Work to be completed:
Format the lines from the one containing "the chrome faucet." through the last of the entries below, inclusive, as a JSON list of strings with one string per line and blank lines omitted.

-------- Recorded data --------

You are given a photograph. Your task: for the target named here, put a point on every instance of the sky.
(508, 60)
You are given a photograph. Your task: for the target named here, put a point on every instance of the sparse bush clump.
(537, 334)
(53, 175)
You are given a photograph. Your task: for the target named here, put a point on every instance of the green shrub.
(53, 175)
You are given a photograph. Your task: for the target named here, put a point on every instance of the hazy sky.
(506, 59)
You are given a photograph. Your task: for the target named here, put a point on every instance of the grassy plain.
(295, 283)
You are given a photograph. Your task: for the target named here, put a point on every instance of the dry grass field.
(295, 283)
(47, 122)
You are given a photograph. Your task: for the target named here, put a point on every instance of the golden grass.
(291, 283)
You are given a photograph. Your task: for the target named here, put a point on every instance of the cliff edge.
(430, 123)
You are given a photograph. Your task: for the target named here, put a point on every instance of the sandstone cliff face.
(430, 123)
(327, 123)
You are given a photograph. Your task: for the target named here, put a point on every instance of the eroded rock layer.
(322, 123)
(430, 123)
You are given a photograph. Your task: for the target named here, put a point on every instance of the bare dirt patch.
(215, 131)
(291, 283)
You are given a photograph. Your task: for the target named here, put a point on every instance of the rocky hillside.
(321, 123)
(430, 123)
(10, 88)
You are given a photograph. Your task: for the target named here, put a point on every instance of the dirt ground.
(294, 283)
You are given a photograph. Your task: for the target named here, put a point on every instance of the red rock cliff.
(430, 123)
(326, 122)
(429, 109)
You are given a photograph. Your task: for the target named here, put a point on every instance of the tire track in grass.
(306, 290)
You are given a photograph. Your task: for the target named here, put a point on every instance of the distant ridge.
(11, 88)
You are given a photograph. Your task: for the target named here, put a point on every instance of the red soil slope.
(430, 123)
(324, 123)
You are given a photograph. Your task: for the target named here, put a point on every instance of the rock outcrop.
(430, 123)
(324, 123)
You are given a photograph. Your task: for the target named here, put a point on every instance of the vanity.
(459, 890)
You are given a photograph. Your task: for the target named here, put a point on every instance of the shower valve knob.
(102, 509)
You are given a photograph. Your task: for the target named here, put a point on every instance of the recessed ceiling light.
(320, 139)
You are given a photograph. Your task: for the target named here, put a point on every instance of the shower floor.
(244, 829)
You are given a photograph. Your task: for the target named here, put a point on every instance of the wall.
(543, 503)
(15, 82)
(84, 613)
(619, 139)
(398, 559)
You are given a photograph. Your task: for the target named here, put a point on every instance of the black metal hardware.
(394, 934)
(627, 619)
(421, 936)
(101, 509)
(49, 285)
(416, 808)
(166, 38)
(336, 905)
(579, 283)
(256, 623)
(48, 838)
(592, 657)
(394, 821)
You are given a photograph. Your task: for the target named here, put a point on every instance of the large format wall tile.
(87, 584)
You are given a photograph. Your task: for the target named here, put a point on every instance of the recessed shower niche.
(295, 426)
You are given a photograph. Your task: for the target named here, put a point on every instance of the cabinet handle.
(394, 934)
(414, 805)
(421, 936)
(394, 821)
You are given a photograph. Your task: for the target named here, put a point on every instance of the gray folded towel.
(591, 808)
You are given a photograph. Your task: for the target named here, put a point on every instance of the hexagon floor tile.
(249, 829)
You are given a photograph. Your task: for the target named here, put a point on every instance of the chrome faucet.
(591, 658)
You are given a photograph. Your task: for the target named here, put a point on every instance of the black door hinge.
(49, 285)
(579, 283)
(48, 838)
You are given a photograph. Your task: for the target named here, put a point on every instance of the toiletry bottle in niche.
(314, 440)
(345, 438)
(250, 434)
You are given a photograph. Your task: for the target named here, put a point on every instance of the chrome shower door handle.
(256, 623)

--------

Expected answer:
[
  "You are given a photograph. Your task: for the target named here, put a point on every instance of the chrome faucet.",
  "(591, 658)",
  "You are given a photograph. Your task: for the target named here, put a point on every instance of the black door hinge.",
  "(49, 285)",
  "(579, 283)",
  "(48, 838)",
  "You are given a photograph. Your task: for the target named here, put a point on every instance of the toiletry bottle in niche.",
  "(314, 440)",
  "(345, 438)",
  "(250, 434)",
  "You are given a photograph. Your task: for the target named here, put a point on every instance of the chrome shower door handle.",
  "(256, 623)"
]